====== Input records

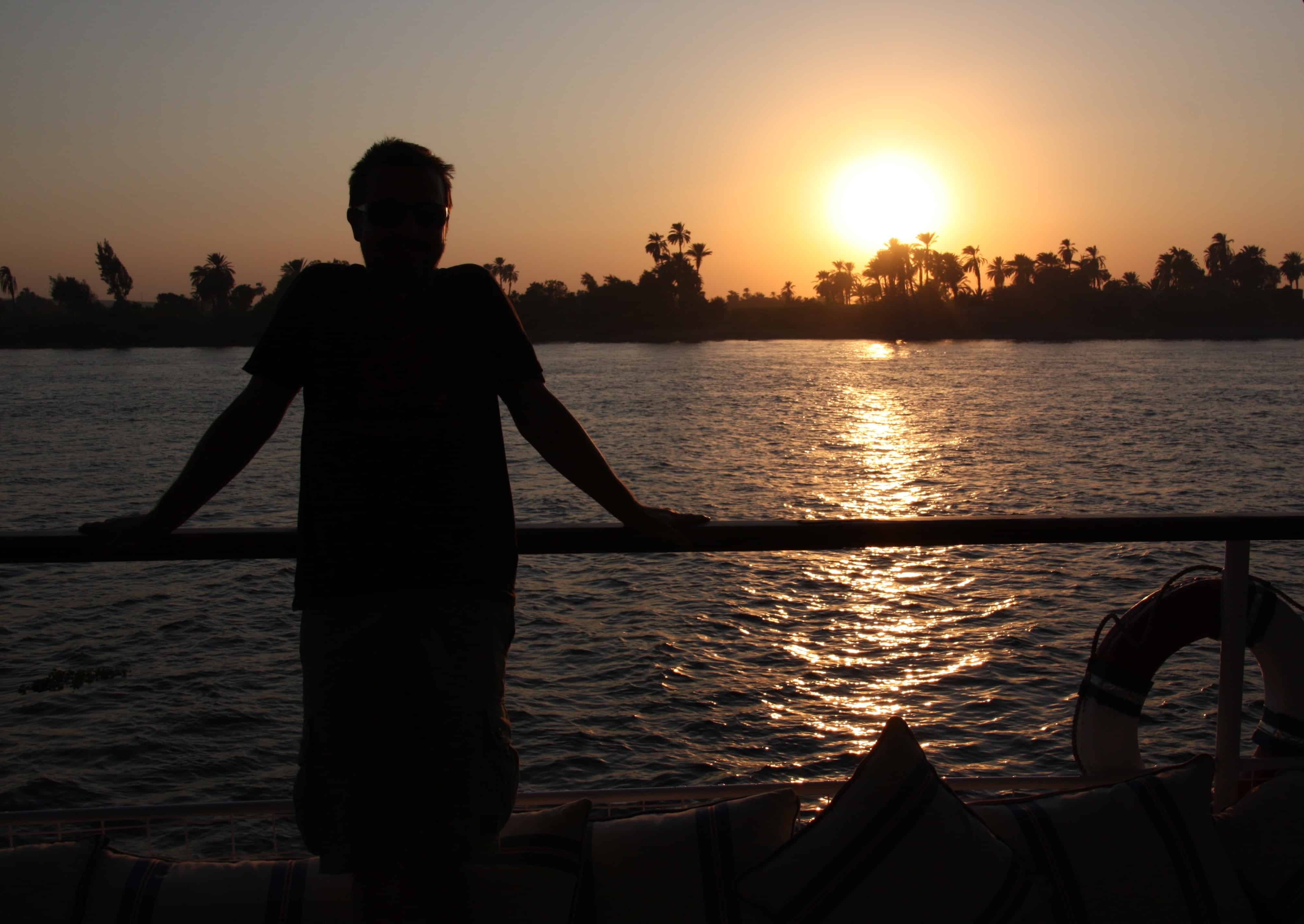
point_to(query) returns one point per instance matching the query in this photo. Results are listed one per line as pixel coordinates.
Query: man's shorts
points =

============
====== Input records

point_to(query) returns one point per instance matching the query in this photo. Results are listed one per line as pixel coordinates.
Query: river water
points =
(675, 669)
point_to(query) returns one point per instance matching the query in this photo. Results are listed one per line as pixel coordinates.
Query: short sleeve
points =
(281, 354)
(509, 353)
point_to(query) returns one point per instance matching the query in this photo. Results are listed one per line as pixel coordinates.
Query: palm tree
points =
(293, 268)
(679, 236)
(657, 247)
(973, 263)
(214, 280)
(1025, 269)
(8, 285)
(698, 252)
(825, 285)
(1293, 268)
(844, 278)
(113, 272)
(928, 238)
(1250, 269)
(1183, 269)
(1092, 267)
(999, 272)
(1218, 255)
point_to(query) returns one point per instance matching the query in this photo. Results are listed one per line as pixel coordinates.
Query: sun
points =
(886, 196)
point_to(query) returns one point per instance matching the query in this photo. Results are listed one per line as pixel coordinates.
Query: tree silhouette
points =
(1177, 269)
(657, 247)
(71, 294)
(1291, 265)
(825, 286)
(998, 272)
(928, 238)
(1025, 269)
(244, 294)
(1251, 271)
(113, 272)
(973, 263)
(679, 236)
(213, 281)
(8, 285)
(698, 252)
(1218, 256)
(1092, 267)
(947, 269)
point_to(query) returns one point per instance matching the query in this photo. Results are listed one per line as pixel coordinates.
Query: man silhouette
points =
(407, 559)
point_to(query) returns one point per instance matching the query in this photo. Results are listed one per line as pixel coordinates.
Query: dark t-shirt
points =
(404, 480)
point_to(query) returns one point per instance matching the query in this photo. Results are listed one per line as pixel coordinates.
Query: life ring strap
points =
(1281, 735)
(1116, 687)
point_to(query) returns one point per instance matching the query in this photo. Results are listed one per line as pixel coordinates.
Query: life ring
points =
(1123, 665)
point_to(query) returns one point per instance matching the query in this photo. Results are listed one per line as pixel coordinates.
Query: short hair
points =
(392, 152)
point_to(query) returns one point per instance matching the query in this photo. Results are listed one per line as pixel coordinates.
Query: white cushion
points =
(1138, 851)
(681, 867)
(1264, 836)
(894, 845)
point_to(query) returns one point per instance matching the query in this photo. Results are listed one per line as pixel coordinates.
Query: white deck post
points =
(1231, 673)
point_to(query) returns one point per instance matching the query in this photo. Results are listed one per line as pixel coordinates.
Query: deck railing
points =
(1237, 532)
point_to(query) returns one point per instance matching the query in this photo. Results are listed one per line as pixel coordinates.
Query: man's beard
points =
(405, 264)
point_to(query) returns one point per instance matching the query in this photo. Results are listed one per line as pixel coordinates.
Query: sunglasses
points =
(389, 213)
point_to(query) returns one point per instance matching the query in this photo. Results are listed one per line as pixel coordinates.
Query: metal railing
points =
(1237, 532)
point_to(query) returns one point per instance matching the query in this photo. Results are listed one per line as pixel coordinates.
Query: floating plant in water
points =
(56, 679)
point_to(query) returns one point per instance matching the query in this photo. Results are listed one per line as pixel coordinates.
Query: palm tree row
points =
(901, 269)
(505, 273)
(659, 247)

============

◆ Try it ◆
Scan the material and collect every line that contains "silhouette".

◆ Result of this exercise ◆
Query: tree silhouette
Query: man silhouette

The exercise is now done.